Texto de leitura:
···
De lá para cá, esse universo não parou de se expandir. Surgiram milhares de moedas emitidas em redes de registro distribuído. Algumas, inclusive, lastreadas em moedas fiduciárias, conhecidas como stablecoins. Tal movimento fomentou a criação de novos modelos de negócio baseados em serviços financeiros descentralizados (DeFi, Decentralized Finance), ou seja, serviços como empréstimos, câmbio, seguro, entre outros, que não precisam necessariamente de um intermediário para serem oferecidos.

Figura 4 — Países que estão explorando o tema CBDC (Fonte: CBDC Tracker)

O tema despertou o interesse de mais de 90% dos bancos centrais ao redor do mundo e fez com que o termo CBDC (Central Bank Digital Currency, moeda digital emitida por um Banco Central) ganhasse cada vez mais destaque na pauta de inovação das autarquias. E o Brasil é um dos países mais avançados no assunto.
···
Descrição do exercício:
Transcreva o trecho do texto sobre moedas digitais que começa em "O tema despertou" e vai até "avançados no assunto.", inclusive.

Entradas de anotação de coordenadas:
···
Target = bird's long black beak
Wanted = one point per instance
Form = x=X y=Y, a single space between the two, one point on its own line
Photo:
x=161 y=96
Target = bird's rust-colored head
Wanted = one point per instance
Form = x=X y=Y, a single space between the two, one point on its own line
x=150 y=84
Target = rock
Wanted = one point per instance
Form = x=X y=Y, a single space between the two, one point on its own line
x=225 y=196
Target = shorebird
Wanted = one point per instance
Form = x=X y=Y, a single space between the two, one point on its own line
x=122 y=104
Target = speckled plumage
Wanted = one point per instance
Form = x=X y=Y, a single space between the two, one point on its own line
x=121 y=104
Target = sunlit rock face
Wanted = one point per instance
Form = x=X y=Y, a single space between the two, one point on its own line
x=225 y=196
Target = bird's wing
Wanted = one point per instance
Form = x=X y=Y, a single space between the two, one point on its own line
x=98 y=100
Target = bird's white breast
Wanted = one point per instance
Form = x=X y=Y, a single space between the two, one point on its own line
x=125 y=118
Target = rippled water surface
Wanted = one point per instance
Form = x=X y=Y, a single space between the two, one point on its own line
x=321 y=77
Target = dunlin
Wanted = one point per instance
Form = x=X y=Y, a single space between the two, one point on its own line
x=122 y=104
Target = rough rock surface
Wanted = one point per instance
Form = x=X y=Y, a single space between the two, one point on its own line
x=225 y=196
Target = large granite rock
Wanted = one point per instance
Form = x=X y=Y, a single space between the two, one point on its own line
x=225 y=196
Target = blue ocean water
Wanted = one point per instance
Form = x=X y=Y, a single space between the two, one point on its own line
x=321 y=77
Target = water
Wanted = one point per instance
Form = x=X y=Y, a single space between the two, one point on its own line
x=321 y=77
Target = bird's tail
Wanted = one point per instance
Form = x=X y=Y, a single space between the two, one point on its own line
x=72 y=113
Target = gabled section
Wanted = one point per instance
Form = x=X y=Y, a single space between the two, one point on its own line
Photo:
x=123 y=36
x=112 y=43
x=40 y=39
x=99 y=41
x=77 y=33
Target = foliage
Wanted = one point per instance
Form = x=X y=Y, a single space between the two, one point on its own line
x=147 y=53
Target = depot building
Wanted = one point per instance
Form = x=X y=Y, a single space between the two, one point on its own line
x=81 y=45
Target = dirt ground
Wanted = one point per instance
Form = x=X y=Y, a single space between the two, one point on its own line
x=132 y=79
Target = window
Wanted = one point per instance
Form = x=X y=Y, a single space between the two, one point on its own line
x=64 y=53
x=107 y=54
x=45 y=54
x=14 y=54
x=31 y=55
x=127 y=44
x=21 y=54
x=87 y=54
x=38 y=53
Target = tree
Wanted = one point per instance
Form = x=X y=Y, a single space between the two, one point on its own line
···
Resultado:
O tema despertou o interesse de mais de 90% dos bancos centrais ao redor do mundo e fez com que o termo CBDC (Central Bank Digital Currency, moeda digital emitida por um Banco Central) ganhasse cada vez mais destaque na pauta de inovação das autarquias. E o Brasil é um dos países mais avançados no assunto.